**Set exercise A:**
Print every one of the rows that come after the text, unchanged.

**Text to read:**
<<<<
My concern about the generation we’re raising right now, who I call “the trophy generation,” is that they get a trophy just for showing up.

No, that’s not preparing your kids for how life works.

And we do want to optimally frustrate our kids, in families of wealth, in particular, because if the child says, “I should get a car for my 16th birthday,” if you’re a family of significant means, you can afford to do that.

So it makes it harder to provide that optimal frustration and to keep the boundaries that are necessary for the health of the kids.

The fourth habit is: Support family members in leading lives with purpose.

It’s so important that families do that. In some respects, the wealth can overtake the rising generation.

It’s critical that the family invest in the dreams and ambitions of that generation and not say that their identity is they’re a member of the Smith family, say, or that they’re part of the family business.

We need to be supporting the autonomy or the individuation of these kids’ growth.

Otherwise they could grow up wild?

Yes. wild and entitled.

The fifth one is to prepare heirs to manage wealth in ways to further well-being. Families that flourish, you say, do “active financial parenting” with both young and adult children; and when they’re adults they seek advisors to teach them about wealth management. What sorts of advisors?

These kids are watching their parents, who are role models. If they’re good role models of stewardship and are overt about the power of stewardship, the kids are much more likely to have a sense of responsibility to be good stewards.

Every family I work with has a team of financial advisors. They’re a great resource to teach the kids the financial aspect of money.

It’s a lot easier for a financial advisor to do that to a higher [level] than the parents.

No. 6 is to practice skillful communication. “Avoid power games that foster dysfunction and distrust,” you write.

Many wealth creators don’t want to tell their kids how much money they have.

That breakdown in communication and trust is the No. 1 reason that these families fail. So it’s important for us as advisors to support healthy communication and not default with negative patterns.

Families that keep secrets and aren’t being open about money [are doing children a disservice]. I don’t know how many times in my career self-made men and women have said to me: “We don’t want the kids to know how much money we have.”

The kids are in high school or college! They already know how much the family is worth!

Rather, we want heirs to be well informed and understand that we have significant means and the purpose of the wealth. We want to guide and teach them and be open that we’re a family of means and not hide the fact that we have money.

The seventh habit is “to see the family as a learning system. These families are willing to learn from advisors.”

The family needs to have a growth mindset, to be learning and growing together and not be static in their learning process. Everyone in the family needs to be involved; Mom and Dad aren’t done learning.

No. 8 is “see the family as a steward of the wealth: Talk to the next generation about leaving this world better than they found it.”

The concern I hear most often from parents is, “I don’t want my kids to grow up to feel entitled.” Or if they are entitled, “What can I do about it?”

The primary offset to entitlement is stewardship. It shifts the power: It’s my responsibility to be a good steward and help the family engage in conversations about what that means.

No. 9 is to value giving back.

The healthiest families have a value around giving back, about making a difference in the world.

It’s the feeling that they’re so fortunate to have this much wealth, and it’s their obligation to give back in some meaningful way.

No. 10 is having a long-term view of the family.

So many wealth creators I’ve worked with have a long-term view that this money is to support and guide the family for a few generations.

In order for that to happen, we need to be making decisions today that will be supporting us 20 or 30 years from now.
>>>>
**Set exercise B:**
Output the passage above about raising children in wealthy families word for word, starting at "These kids are" and ending at "money they have.".

**Stored records:**
<<<<
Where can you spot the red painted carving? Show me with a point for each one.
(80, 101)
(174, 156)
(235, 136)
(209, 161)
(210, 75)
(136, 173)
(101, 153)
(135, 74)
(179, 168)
>>>>
**Final answer A:**
Where can you spot the red painted carving? Show me with a point for each one.
(80, 101)
(174, 156)
(235, 136)
(209, 161)
(210, 75)
(136, 173)
(101, 153)
(135, 74)
(179, 168)

**Final answer B:**
These kids are watching their parents, who are role models. If they’re good role models of stewardship and are overt about the power of stewardship, the kids are much more likely to have a sense of responsibility to be good stewards.

Every family I work with has a team of financial advisors. They’re a great resource to teach the kids the financial aspect of money.

It’s a lot easier for a financial advisor to do that to a higher [level] than the parents.

No. 6 is to practice skillful communication. “Avoid power games that foster dysfunction and distrust,” you write.

Many wealth creators don’t want to tell their kids how much money they have.